■ **QUESTIONS À TRAITER**
A: Répondez à ces questions sur la note de lecture :
(i) Quelle fonction François Lajuzan occupe-t-il à Tournefeuille ?
(ii) Quelle est la date de la circulaire citée pour les Parcours artistiques et culturels ?
(iii) Quel outil de structuration la loi donne-t-elle à la continuité éducative entre l'école et son environnement ?
B: Reproduisez fidèlement le passage de la note de lecture qui commence à « Note de lecture » et se termine à « la réforme des rythmes scolaires. ».

■ **TEXTE FOURNI**
######

Note de lecture sur l’ouvrage de François Lajuzan autour de l’articulation entre éducation artistique et culturelle et réforme des rythmes scolaires.
Publié le 23/06/2014, Mis à jour le 07/05/2023
L’ouvrage de François Lajuzan, L’action culturelle dans les rythmes scolaires, est un guide pour réussir à introduire et structurer l’éducation artistique et culturelle dans le cadre de la réforme des rythmes scolaires.
Pourquoi un guide ? Sans doute parce, que comme l’avoue l’auteur, la démarche requiert de la volonté et qu’elle est surtout affaire de partenariats, même si c’est la loi – celle de la refondation de l’école – qui ouvre en très grand les portes de l’éducation à l’art et à la culture.
Le directeur des affaires culturelles de Tournefeuille (25 000 habitants dans la banlieue de Toulouse) et président de l’association des DAC de Midi Pyrénées, dresse dans cet opuscule la carte méthodique qui doit permettre aux bataillons d’acteurs culturels (artistes, associations, éducation populaire, structures et établissements culturels, services culturels des collectivités…) – s’ils en ont la volonté, insiste-t-il – de participer, voire de conduire la généralisation, la massification de l’éducation artistique et culturelle.
Cette « nouvelle étape dans le long processus de la démocratisation de la culture » change aujourd’hui le périmètre et l’échelle de son ambition : l’éducation artistique et culturelle ne devra plus relever de l’expérimental ou du volontariat, elle devient obligatoire et doit s’adresser à tous les enfants !
C’est ce qu’autorise aujourd’hui la loi en redéfinissant la place de l’art et de la culture à l’école (Parcours artistiques et culturels, circulaire n° 2013-073 du 3 mai 2013), l’organisation du temps de l’enfant (réforme des rythmes scolaires) et en donnant à la continuité éducative entre l’école et son environnement (l’éducation ne peut être qu’un projet global et l’affaire de tous) un outil de structuration : le projet éducatif de territoire (PEDT).
Bien sûr, on s’interrogera sur les retombées probables du résultat des dernières élections municipales et du remaniement ministériel qui a vu un changement de ministre et « l’assouplissement » des conditions de mise en place des rythmes scolaires.

######

■ **CORPUS DE TRAVAIL**
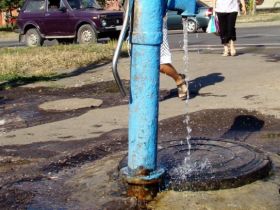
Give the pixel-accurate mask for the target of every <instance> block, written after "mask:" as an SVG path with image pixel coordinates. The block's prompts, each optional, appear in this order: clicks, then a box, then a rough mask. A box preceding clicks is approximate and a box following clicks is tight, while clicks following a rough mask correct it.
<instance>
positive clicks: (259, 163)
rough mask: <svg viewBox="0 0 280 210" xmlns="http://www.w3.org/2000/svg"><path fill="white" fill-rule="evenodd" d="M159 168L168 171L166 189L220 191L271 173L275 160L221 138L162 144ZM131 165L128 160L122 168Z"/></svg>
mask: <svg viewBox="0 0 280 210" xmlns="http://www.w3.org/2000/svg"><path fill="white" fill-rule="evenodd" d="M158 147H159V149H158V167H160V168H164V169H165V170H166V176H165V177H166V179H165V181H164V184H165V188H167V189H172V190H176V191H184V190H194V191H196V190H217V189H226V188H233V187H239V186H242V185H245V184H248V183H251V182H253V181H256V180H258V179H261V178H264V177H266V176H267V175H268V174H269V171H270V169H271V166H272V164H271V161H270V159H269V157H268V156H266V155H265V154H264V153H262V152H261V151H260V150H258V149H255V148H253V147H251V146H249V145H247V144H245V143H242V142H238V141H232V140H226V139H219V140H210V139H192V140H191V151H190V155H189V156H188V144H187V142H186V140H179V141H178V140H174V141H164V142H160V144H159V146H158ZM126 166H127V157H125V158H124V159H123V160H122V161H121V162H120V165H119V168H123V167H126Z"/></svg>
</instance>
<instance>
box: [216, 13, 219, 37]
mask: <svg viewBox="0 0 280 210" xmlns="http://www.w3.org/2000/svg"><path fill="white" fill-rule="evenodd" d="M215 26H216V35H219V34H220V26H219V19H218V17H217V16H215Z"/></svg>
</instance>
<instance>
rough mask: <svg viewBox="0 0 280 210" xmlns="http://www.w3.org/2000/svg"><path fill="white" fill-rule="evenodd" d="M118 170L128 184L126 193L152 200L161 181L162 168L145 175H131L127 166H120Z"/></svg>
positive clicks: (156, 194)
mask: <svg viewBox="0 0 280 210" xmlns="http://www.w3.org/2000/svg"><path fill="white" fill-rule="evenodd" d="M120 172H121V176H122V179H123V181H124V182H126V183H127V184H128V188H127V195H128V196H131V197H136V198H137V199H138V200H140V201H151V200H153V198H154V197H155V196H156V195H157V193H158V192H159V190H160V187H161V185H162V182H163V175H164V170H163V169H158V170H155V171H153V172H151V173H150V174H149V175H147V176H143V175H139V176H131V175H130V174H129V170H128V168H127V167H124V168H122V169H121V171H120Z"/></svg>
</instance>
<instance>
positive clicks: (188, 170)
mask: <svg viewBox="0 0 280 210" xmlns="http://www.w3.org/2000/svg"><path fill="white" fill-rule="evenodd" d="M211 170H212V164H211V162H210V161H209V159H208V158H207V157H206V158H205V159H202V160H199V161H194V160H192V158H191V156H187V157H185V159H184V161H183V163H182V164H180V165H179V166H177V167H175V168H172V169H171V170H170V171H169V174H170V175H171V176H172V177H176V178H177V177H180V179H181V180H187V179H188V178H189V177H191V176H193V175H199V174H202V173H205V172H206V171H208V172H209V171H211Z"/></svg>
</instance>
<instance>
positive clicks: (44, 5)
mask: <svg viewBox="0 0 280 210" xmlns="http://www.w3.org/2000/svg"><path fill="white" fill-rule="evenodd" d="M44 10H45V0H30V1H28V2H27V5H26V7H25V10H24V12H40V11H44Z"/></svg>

######

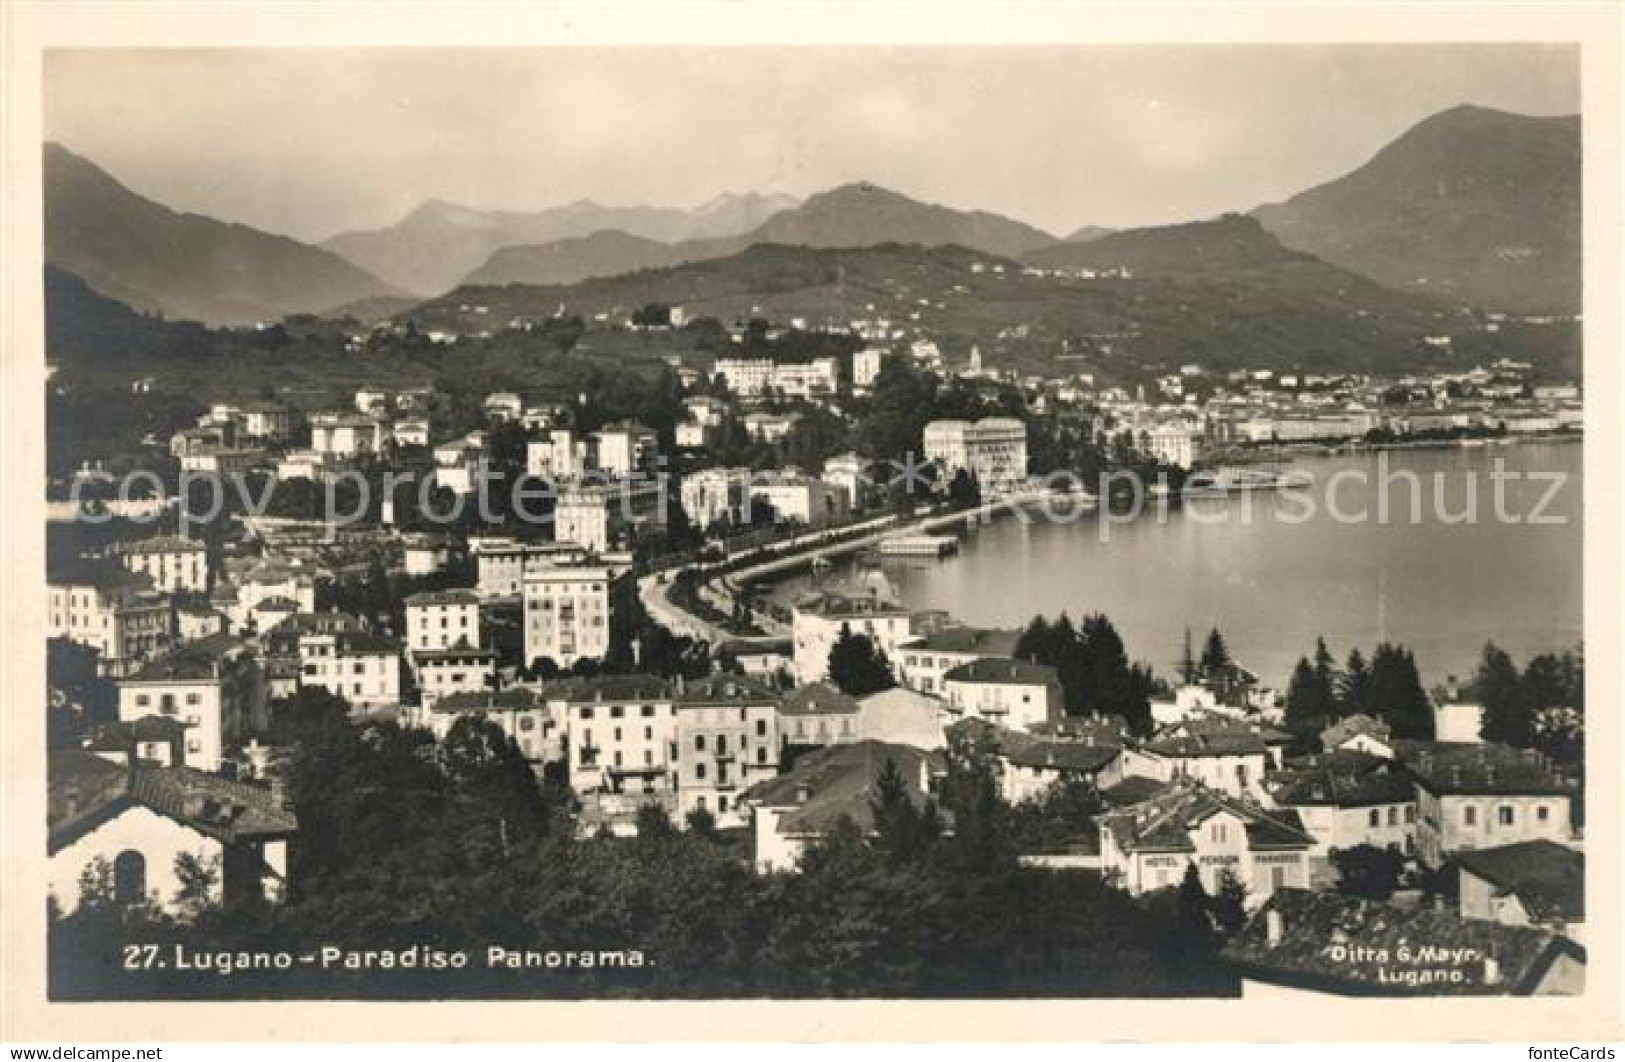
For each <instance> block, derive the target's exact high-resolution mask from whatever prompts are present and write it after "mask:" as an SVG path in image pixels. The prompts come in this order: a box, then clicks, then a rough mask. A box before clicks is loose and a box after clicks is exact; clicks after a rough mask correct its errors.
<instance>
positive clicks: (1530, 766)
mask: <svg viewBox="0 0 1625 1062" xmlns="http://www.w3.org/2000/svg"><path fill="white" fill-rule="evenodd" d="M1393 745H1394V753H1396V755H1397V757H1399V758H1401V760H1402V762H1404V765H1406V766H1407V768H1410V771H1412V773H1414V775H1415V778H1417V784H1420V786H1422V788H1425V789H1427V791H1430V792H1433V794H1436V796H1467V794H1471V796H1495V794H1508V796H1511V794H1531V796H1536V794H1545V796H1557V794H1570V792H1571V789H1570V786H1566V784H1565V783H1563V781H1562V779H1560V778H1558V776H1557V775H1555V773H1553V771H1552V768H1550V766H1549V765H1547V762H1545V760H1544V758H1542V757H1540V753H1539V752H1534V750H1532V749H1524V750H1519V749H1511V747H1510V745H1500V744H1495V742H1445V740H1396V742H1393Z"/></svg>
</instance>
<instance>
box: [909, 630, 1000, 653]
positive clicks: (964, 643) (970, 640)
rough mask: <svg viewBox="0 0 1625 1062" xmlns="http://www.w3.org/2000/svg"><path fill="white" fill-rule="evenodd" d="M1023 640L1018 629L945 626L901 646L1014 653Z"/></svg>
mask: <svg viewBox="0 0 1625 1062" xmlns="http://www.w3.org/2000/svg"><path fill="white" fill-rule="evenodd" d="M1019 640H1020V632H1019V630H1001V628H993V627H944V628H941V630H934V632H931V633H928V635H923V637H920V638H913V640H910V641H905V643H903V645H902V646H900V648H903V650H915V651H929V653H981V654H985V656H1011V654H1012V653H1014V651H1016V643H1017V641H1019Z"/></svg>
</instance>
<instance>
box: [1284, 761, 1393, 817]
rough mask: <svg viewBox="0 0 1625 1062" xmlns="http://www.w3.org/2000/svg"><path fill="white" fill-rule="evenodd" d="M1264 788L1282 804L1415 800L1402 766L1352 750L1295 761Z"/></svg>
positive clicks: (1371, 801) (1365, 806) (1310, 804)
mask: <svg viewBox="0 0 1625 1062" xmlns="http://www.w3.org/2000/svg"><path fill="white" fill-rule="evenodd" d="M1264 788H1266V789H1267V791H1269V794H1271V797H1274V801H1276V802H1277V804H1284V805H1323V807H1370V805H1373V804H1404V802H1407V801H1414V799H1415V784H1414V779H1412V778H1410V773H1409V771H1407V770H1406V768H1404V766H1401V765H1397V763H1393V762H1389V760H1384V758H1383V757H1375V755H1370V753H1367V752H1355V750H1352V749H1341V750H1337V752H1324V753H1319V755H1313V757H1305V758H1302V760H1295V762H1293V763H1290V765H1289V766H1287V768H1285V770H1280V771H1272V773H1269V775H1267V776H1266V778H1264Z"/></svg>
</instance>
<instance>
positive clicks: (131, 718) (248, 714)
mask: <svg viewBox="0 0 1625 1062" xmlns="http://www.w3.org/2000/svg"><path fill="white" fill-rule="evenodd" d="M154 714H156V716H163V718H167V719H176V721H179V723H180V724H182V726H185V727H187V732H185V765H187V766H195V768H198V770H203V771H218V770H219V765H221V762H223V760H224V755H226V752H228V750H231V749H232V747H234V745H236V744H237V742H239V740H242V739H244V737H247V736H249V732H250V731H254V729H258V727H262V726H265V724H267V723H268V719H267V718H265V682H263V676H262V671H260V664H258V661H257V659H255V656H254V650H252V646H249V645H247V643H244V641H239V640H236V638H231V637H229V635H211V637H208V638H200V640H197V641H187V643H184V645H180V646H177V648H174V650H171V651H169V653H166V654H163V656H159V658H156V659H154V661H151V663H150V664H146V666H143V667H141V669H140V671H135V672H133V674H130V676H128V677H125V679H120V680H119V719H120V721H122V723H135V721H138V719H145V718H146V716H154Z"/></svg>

######

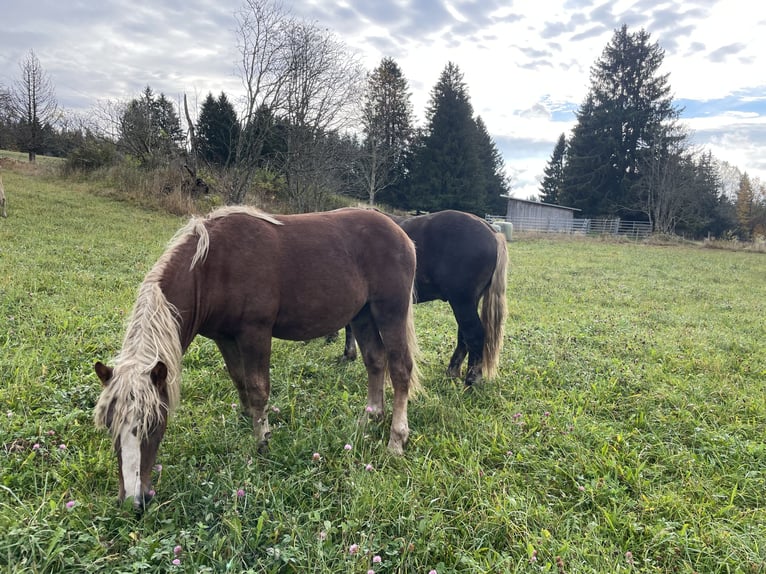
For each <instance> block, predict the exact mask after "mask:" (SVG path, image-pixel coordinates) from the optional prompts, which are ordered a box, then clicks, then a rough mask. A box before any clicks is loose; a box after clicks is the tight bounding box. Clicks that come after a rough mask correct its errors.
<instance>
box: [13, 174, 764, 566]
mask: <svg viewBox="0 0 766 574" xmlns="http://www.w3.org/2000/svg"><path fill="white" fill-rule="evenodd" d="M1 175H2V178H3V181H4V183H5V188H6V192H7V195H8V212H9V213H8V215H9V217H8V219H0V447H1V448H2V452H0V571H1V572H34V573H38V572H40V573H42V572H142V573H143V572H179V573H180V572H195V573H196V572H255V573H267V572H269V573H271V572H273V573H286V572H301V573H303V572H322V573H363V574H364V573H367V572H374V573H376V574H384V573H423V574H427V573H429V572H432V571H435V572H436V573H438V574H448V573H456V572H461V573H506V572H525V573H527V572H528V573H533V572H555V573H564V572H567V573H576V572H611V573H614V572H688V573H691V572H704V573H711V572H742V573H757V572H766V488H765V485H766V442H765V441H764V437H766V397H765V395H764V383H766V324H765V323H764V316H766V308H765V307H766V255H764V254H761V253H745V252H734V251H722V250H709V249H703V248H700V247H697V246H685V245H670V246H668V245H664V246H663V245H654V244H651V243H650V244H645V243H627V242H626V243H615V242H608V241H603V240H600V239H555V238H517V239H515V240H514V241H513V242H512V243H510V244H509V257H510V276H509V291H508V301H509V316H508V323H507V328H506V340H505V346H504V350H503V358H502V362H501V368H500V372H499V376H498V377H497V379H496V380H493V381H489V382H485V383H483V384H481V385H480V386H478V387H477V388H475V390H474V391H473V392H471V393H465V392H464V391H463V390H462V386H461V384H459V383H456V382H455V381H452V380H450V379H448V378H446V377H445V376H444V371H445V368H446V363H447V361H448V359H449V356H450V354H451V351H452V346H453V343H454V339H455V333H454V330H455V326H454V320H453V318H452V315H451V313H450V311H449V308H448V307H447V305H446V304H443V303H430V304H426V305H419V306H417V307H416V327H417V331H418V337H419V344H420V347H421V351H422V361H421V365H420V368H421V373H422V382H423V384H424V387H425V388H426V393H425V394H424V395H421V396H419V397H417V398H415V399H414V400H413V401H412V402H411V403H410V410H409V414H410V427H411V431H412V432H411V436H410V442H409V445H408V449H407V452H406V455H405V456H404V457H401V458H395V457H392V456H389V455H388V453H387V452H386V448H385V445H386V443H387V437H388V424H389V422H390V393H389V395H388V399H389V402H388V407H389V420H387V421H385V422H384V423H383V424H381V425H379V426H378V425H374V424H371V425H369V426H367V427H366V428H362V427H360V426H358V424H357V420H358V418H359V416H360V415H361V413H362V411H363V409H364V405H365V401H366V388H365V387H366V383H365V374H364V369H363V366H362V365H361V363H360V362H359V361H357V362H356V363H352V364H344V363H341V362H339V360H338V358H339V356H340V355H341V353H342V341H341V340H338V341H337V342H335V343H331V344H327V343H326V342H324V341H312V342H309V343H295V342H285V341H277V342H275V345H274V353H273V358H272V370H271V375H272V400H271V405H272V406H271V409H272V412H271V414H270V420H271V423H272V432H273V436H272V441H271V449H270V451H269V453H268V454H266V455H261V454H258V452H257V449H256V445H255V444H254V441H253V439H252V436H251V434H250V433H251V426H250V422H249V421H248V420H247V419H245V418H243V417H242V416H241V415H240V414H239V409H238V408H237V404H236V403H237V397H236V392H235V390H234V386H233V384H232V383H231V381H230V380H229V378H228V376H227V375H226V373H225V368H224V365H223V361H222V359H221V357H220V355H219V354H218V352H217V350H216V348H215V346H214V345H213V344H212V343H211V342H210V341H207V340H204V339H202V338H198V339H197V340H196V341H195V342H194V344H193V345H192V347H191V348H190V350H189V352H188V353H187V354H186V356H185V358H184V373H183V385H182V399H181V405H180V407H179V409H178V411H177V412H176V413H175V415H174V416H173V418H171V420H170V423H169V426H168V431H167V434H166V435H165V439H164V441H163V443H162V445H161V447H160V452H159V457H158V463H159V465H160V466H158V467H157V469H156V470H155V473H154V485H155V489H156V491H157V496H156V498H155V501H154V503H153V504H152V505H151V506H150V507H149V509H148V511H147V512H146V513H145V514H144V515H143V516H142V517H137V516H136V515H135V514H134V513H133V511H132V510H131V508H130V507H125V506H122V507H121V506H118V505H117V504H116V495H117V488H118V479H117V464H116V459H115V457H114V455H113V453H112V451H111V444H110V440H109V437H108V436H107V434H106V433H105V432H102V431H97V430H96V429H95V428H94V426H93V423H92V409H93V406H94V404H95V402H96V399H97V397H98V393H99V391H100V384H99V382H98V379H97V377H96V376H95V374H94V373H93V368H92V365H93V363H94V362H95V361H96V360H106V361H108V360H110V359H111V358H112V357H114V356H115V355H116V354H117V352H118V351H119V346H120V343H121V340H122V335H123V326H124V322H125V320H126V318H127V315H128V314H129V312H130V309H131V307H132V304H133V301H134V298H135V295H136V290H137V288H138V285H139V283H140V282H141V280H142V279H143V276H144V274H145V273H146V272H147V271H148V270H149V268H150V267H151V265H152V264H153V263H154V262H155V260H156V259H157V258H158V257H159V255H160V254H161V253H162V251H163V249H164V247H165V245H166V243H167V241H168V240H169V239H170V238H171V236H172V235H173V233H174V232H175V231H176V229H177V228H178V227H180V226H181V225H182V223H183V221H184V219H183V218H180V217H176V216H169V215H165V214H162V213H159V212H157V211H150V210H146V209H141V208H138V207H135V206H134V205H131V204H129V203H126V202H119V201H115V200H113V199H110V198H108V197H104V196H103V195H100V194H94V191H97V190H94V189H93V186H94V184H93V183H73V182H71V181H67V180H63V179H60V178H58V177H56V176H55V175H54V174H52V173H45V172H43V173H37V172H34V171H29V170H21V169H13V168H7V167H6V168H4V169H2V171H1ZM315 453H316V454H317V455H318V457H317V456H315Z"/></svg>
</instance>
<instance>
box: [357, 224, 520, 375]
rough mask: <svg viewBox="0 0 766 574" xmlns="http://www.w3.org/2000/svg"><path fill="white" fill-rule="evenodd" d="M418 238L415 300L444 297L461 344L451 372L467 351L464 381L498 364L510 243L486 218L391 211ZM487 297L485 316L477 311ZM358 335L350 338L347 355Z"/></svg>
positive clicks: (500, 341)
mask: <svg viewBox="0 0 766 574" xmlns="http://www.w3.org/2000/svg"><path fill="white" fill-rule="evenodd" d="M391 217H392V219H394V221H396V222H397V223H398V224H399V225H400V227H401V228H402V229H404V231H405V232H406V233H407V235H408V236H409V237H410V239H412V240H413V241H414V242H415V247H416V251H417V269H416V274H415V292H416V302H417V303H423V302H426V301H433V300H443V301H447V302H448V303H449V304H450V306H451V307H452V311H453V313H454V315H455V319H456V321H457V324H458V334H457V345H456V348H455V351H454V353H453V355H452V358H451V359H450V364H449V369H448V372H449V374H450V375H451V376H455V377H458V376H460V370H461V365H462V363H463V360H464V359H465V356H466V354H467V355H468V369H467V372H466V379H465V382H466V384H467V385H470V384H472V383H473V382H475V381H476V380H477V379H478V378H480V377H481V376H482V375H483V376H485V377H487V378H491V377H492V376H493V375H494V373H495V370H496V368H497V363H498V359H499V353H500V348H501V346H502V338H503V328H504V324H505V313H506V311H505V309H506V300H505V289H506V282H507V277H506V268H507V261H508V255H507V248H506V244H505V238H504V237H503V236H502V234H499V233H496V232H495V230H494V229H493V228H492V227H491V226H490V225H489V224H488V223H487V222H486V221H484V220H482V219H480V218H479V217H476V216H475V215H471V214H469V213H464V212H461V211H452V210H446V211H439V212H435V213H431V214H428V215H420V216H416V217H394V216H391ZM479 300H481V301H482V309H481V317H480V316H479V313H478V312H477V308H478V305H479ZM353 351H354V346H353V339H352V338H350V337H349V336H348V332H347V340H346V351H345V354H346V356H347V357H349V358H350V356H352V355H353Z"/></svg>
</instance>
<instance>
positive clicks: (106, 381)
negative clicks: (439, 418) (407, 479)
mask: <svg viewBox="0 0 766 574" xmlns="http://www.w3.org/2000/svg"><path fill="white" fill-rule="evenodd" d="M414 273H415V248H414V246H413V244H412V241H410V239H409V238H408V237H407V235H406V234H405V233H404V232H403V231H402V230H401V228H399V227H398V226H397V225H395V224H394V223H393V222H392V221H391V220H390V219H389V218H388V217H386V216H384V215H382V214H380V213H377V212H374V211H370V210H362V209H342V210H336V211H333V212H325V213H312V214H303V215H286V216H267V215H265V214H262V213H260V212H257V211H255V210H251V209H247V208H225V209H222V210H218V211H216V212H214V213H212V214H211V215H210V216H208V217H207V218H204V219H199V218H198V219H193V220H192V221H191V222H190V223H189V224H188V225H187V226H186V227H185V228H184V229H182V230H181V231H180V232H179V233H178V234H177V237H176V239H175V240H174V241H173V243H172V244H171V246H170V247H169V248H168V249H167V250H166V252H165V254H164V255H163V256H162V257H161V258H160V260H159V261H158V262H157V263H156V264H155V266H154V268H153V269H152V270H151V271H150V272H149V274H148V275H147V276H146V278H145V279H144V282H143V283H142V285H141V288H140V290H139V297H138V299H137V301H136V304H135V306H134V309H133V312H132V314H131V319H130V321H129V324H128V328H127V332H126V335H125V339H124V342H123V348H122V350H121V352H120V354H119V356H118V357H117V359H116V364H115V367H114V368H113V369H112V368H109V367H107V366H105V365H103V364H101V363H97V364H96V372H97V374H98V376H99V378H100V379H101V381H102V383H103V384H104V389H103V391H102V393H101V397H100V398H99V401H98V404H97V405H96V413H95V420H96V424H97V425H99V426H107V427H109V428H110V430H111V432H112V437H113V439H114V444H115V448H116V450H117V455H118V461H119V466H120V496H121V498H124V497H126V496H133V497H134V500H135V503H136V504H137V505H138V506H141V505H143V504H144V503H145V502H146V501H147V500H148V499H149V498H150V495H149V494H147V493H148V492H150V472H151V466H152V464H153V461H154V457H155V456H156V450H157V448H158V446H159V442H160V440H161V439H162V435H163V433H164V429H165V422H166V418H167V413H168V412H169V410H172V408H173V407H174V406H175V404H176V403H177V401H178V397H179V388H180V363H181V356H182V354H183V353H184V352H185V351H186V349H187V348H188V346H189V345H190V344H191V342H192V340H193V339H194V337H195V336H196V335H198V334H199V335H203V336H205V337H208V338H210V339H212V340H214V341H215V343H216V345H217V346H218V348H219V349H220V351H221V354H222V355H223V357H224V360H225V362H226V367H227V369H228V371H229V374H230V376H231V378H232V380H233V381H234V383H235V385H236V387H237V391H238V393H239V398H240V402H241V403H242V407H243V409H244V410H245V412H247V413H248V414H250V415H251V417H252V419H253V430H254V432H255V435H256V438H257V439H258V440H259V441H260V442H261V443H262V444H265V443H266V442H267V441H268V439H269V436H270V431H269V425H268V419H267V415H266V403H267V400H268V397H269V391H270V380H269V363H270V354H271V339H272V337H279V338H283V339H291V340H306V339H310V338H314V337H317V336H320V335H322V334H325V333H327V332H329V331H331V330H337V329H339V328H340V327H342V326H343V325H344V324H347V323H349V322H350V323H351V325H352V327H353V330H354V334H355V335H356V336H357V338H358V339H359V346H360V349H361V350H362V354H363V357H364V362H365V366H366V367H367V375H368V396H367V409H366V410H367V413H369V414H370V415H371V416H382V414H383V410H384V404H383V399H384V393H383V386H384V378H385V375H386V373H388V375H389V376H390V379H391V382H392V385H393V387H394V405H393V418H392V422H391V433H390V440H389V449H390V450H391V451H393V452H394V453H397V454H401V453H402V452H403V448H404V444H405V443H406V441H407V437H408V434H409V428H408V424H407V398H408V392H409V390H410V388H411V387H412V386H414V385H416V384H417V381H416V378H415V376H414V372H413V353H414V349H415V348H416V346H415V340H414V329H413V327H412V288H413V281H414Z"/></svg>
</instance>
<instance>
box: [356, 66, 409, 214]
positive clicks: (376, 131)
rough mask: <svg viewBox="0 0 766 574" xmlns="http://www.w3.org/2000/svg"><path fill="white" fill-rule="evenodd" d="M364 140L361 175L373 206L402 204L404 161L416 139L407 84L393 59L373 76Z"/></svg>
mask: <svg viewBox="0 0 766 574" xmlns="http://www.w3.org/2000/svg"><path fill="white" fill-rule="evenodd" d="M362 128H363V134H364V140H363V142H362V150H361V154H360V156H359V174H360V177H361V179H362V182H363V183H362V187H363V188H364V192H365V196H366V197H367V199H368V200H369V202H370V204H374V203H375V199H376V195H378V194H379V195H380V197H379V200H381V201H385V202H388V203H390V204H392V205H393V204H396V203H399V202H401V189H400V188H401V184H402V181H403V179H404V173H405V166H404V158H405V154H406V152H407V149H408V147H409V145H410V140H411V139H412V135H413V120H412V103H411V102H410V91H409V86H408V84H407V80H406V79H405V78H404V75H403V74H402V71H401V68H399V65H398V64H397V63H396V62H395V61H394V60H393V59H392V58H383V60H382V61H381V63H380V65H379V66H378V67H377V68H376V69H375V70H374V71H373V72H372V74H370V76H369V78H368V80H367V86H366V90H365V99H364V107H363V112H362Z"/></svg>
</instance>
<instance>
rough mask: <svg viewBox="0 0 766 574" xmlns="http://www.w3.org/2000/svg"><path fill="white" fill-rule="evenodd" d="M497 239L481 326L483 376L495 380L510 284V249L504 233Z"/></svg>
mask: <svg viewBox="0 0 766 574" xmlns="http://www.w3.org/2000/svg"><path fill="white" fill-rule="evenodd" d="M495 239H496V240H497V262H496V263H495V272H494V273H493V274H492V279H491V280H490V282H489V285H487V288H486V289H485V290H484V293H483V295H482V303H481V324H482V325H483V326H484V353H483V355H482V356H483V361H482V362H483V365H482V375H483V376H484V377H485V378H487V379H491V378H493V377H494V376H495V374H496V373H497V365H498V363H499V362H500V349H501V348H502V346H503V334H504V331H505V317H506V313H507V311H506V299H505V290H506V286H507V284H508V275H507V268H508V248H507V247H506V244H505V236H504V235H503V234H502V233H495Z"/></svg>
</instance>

######

■ **RÉPONSES ATTENDUES**
A:
(i) Directeur des affaires culturelles.
(ii) Le 3 mai 2013.
(iii) Le projet éducatif de territoire (PEDT).

B:
Note de lecture sur l’ouvrage de François Lajuzan autour de l’articulation entre éducation artistique et culturelle et réforme des rythmes scolaires.
Publié le 23/06/2014, Mis à jour le 07/05/2023
L’ouvrage de François Lajuzan, L’action culturelle dans les rythmes scolaires, est un guide pour réussir à introduire et structurer l’éducation artistique et culturelle dans le cadre de la réforme des rythmes scolaires.